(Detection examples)

○ ○ ○ ○

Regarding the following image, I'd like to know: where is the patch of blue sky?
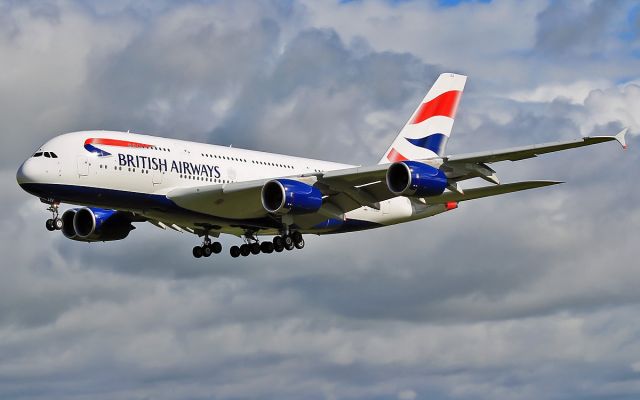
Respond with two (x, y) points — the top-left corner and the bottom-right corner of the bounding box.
(618, 5), (640, 42)
(339, 0), (493, 7)
(438, 0), (492, 7)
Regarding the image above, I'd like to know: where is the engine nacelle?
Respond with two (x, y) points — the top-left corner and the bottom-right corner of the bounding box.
(261, 179), (322, 215)
(387, 161), (447, 197)
(62, 207), (135, 242)
(62, 208), (78, 240)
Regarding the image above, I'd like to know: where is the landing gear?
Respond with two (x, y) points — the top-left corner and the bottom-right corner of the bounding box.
(229, 246), (240, 258)
(240, 243), (251, 257)
(273, 236), (284, 253)
(229, 231), (304, 258)
(193, 234), (222, 258)
(260, 242), (274, 254)
(283, 235), (295, 250)
(44, 203), (62, 232)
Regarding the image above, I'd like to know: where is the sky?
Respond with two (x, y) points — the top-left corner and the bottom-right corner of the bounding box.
(0, 0), (640, 400)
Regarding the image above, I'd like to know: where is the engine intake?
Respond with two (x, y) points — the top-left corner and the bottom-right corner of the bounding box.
(62, 207), (135, 242)
(261, 179), (322, 215)
(387, 161), (447, 197)
(62, 209), (78, 240)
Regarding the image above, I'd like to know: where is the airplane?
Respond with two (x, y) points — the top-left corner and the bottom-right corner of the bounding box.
(16, 73), (627, 258)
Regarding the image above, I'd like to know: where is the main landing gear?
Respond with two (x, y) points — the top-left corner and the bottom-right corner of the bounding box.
(45, 203), (62, 232)
(229, 231), (304, 258)
(193, 235), (222, 258)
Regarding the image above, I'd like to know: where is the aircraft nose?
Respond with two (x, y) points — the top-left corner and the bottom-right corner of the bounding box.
(16, 159), (36, 185)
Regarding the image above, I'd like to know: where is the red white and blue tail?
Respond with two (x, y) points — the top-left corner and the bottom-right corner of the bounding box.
(378, 73), (467, 164)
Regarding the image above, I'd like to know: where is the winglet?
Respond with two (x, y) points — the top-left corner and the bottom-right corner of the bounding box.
(614, 128), (629, 150)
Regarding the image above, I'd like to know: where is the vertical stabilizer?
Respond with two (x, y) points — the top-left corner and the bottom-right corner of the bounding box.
(378, 73), (467, 164)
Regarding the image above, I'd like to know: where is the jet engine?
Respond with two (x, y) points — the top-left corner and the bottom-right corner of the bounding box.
(261, 179), (322, 215)
(387, 161), (447, 197)
(62, 207), (135, 242)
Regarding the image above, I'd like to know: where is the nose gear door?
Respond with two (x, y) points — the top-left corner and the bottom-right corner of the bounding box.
(78, 156), (89, 176)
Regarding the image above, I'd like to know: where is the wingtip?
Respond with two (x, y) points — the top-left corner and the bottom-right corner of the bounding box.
(614, 128), (629, 150)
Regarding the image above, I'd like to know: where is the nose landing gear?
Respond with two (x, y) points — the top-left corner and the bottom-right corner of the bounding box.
(193, 235), (222, 258)
(45, 202), (62, 232)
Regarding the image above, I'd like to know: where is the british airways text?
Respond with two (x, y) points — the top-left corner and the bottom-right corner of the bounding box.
(118, 153), (221, 178)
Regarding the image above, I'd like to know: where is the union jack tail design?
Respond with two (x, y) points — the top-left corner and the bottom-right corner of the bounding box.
(378, 73), (467, 164)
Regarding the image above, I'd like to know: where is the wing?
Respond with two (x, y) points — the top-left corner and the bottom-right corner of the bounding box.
(423, 181), (563, 204)
(441, 128), (628, 183)
(167, 164), (395, 220)
(162, 129), (627, 227)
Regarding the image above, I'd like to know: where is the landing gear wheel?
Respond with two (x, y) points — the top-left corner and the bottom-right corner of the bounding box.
(291, 231), (303, 243)
(193, 246), (203, 258)
(284, 235), (295, 250)
(273, 236), (284, 253)
(202, 244), (213, 257)
(260, 242), (273, 254)
(249, 242), (260, 255)
(229, 246), (240, 258)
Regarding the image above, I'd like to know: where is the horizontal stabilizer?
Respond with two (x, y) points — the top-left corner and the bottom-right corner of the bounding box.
(424, 181), (563, 204)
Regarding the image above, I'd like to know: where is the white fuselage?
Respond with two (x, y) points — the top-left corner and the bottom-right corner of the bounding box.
(17, 131), (452, 238)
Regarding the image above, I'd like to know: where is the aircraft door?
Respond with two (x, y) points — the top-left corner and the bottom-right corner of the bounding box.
(78, 156), (89, 176)
(151, 171), (162, 186)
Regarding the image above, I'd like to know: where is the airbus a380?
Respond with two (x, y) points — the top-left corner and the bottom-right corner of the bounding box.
(17, 73), (626, 258)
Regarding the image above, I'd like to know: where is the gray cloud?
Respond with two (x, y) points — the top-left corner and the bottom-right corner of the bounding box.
(0, 1), (640, 399)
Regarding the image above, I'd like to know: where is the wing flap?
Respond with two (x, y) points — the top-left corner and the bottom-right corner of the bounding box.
(423, 181), (563, 204)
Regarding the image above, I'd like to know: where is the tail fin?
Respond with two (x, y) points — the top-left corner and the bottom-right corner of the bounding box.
(378, 73), (467, 164)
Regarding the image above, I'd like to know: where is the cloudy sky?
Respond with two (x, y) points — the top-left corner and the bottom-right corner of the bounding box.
(0, 0), (640, 400)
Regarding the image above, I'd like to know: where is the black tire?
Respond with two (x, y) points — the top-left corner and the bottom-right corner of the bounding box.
(291, 231), (303, 247)
(260, 242), (273, 254)
(282, 235), (293, 249)
(229, 246), (240, 258)
(193, 246), (203, 258)
(202, 244), (213, 257)
(284, 236), (296, 250)
(249, 242), (260, 256)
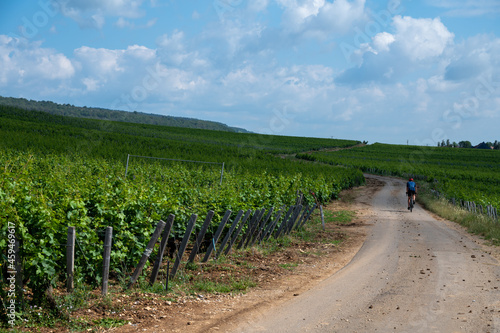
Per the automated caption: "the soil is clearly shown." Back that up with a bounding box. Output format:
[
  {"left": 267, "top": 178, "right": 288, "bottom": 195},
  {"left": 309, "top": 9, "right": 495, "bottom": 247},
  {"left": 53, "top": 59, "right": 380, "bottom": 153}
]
[
  {"left": 22, "top": 175, "right": 380, "bottom": 332},
  {"left": 19, "top": 176, "right": 500, "bottom": 332}
]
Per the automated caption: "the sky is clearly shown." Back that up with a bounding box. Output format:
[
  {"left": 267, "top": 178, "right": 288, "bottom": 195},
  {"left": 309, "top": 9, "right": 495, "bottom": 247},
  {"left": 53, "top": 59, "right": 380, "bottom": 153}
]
[{"left": 0, "top": 0, "right": 500, "bottom": 146}]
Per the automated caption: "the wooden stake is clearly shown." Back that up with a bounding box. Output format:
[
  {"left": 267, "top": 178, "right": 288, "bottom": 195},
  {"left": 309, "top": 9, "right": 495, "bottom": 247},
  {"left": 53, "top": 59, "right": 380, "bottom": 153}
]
[
  {"left": 102, "top": 227, "right": 113, "bottom": 296},
  {"left": 66, "top": 227, "right": 76, "bottom": 292}
]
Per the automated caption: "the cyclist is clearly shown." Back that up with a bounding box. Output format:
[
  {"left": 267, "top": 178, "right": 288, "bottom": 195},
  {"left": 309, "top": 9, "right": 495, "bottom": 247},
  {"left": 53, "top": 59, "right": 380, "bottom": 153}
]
[{"left": 406, "top": 177, "right": 417, "bottom": 210}]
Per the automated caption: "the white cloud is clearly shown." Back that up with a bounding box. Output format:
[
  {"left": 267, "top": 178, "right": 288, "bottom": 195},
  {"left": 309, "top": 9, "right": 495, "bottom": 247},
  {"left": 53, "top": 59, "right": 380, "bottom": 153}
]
[
  {"left": 0, "top": 35, "right": 75, "bottom": 85},
  {"left": 373, "top": 32, "right": 396, "bottom": 52},
  {"left": 426, "top": 0, "right": 500, "bottom": 17},
  {"left": 277, "top": 0, "right": 366, "bottom": 38},
  {"left": 53, "top": 0, "right": 145, "bottom": 29},
  {"left": 393, "top": 16, "right": 454, "bottom": 60}
]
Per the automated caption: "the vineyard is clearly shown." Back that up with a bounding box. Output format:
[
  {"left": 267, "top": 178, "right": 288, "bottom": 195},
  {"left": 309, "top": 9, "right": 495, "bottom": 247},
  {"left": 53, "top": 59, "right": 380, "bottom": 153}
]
[
  {"left": 297, "top": 144, "right": 500, "bottom": 209},
  {"left": 0, "top": 106, "right": 364, "bottom": 320}
]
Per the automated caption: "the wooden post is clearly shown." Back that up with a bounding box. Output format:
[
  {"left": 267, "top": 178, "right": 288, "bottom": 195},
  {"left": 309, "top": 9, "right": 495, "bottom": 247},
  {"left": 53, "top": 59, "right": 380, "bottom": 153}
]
[
  {"left": 319, "top": 205, "right": 325, "bottom": 231},
  {"left": 14, "top": 239, "right": 24, "bottom": 306},
  {"left": 66, "top": 227, "right": 76, "bottom": 292},
  {"left": 250, "top": 207, "right": 274, "bottom": 247},
  {"left": 215, "top": 210, "right": 243, "bottom": 259},
  {"left": 188, "top": 210, "right": 214, "bottom": 262},
  {"left": 170, "top": 214, "right": 198, "bottom": 279},
  {"left": 301, "top": 204, "right": 317, "bottom": 227},
  {"left": 201, "top": 209, "right": 232, "bottom": 262},
  {"left": 149, "top": 214, "right": 175, "bottom": 285},
  {"left": 296, "top": 205, "right": 309, "bottom": 229},
  {"left": 126, "top": 221, "right": 165, "bottom": 289},
  {"left": 274, "top": 206, "right": 295, "bottom": 238},
  {"left": 287, "top": 205, "right": 302, "bottom": 234},
  {"left": 236, "top": 209, "right": 260, "bottom": 250},
  {"left": 245, "top": 208, "right": 266, "bottom": 247},
  {"left": 224, "top": 209, "right": 252, "bottom": 255},
  {"left": 102, "top": 227, "right": 113, "bottom": 296},
  {"left": 262, "top": 206, "right": 286, "bottom": 240}
]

○ ○ ○ ○

TASK GOAL
Lay out the records from the line containing "the horizontal stabilizer?" through the line containing "(17, 73), (626, 258)" as a two-column CSV with the headers request and answer, one row per request. Put each value in a single quoted field, with line breaks replaced by spaces.

EXERCISE RESPONSE
request,answer
"Regarding the image above, I'd like to know: where is the horizontal stabilizer? Respond with two (x, y) points — the top-left corner and the bottom-right corner of the bounding box.","(424, 181), (563, 204)"
"Regarding the image above, I'd like to know: where is the white fuselage? Respond with two (x, y) points — the top-left corner and the bottom-right corner of the bounding box.","(17, 131), (452, 238)"
"Regarding the image above, I'd like to know: where is the aircraft door? Respond with two (x, y) points — the top-left corner and the bottom-right corner of the bounding box.","(78, 156), (89, 176) (151, 171), (162, 186)"
"Regarding the image above, I'd like to know: where is the airbus a380? Respond with two (x, y) points — the top-left corner and the bottom-right corner of the bounding box.","(17, 73), (626, 258)"